▸ **TASK STATEMENT**: Of the lines in the data below, write out exactly those from the one holding "Indicate the grey rock" through the one holding "Indicate the shorts", both included.

▸ **Stored data**:
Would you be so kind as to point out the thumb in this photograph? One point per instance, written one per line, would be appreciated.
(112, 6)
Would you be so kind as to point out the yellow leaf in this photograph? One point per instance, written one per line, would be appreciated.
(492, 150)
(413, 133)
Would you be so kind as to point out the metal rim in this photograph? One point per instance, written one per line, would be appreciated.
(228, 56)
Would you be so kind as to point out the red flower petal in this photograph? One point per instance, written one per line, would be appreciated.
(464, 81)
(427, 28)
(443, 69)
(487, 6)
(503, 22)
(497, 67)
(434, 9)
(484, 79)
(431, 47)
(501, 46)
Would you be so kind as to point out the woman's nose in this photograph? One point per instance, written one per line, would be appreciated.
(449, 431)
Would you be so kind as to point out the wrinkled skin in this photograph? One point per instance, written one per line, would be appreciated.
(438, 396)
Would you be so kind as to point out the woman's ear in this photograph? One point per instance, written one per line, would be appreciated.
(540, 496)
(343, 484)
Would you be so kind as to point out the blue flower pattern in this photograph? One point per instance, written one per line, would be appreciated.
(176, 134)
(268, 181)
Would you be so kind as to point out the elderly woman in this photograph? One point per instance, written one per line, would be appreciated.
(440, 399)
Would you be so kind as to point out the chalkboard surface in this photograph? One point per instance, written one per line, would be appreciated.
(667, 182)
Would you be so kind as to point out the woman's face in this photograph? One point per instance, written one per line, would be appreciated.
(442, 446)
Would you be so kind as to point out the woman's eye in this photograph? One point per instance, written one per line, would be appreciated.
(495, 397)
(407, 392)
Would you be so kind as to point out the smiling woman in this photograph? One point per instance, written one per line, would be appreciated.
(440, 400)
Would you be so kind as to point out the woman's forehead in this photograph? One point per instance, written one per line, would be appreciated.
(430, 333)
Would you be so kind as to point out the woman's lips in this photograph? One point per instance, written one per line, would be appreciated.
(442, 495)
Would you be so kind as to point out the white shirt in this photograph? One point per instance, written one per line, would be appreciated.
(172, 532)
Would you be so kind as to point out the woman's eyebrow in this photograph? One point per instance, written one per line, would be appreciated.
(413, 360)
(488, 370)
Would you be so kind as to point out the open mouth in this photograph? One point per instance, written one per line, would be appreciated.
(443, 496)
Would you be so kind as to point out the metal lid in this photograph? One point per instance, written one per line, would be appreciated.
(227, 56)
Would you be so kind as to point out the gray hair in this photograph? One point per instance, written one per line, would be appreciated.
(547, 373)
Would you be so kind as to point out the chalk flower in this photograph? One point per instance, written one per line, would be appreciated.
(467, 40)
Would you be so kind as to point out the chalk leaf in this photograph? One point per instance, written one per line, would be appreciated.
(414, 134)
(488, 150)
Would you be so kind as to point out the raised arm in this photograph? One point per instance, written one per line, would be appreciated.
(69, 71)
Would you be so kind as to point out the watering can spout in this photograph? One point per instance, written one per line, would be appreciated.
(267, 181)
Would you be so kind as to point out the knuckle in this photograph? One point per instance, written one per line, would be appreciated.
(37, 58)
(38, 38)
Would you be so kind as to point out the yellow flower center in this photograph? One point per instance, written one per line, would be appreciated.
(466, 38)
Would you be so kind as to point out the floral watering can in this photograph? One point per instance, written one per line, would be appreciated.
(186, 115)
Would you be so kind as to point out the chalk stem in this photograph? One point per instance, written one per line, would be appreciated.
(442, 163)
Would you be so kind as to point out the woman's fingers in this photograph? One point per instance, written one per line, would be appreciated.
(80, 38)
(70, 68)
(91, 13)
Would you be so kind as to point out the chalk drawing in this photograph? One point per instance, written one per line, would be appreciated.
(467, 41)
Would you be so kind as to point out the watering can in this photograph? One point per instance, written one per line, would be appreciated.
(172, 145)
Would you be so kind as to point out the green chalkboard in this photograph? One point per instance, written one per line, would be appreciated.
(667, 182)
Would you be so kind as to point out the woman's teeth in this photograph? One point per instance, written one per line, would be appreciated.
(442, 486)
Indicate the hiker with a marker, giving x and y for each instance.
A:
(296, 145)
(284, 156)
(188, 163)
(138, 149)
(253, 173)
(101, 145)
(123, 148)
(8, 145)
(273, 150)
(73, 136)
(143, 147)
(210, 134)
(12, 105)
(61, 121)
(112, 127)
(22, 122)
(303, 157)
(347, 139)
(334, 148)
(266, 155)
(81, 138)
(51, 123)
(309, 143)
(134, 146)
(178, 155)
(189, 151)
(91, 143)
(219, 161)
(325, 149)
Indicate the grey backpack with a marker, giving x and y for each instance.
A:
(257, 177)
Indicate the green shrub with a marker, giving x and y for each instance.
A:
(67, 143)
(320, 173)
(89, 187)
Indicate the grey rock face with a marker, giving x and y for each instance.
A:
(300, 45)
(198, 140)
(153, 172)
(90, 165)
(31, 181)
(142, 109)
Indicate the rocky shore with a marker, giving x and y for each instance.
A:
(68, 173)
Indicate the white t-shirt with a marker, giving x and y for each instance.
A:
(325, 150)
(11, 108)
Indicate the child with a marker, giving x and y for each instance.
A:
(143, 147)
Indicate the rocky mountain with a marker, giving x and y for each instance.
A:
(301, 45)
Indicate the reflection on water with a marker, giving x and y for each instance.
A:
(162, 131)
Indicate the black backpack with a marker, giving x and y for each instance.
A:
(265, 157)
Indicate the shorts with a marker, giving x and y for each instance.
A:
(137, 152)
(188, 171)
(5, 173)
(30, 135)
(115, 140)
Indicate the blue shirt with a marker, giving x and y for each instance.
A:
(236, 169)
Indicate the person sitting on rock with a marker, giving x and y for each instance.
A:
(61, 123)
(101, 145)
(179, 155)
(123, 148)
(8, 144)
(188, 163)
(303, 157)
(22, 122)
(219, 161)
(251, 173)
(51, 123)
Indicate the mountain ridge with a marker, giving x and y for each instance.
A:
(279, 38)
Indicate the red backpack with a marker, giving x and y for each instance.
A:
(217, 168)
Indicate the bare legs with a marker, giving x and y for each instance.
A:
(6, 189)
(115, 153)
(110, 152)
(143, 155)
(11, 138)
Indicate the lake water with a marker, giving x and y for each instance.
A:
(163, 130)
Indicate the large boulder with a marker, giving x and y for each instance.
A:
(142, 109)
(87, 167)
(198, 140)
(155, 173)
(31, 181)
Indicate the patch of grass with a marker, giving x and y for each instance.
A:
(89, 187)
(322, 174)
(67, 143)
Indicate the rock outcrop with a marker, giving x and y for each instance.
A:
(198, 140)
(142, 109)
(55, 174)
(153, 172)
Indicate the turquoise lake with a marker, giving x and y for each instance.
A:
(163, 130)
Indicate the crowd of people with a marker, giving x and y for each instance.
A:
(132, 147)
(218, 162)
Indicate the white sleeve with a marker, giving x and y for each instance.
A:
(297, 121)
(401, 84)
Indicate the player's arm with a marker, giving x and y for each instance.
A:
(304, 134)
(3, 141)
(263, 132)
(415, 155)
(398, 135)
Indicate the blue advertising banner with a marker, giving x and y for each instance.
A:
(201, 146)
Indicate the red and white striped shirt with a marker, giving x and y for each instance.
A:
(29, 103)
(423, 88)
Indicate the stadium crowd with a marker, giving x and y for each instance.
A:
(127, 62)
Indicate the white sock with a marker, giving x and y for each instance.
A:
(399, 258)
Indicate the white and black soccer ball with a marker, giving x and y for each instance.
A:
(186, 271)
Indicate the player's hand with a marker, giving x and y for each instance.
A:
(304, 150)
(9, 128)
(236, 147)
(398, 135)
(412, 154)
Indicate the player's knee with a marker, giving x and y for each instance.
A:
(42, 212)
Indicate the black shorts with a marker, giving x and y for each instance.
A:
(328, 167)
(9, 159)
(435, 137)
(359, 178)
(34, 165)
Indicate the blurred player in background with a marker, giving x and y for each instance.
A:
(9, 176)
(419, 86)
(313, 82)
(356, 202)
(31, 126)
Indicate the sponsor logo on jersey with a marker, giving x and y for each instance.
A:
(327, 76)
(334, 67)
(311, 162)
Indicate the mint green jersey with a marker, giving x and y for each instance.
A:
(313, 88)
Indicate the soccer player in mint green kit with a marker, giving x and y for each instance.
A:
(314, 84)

▸ **RESPONSE AREA**:
Indicate the grey rock face with a marker, giving x and y for each instance.
A:
(300, 45)
(198, 140)
(153, 172)
(90, 165)
(31, 181)
(142, 109)
Indicate the rocky shore with a marker, giving x and y for each instance.
A:
(68, 173)
Indicate the white t-shirt with a marker, giving x and y for each instance.
A:
(325, 150)
(11, 108)
Indicate the child with a marker, giving x and y for each instance.
A:
(143, 147)
Indicate the rocky mountain with a marker, giving x and y for each instance.
A:
(301, 45)
Indicate the reflection on water with a marker, giving x and y for each instance.
A:
(162, 131)
Indicate the black backpack with a marker, giving x and y for each instance.
A:
(265, 157)
Indicate the shorts with a marker, giving x and y for each instance.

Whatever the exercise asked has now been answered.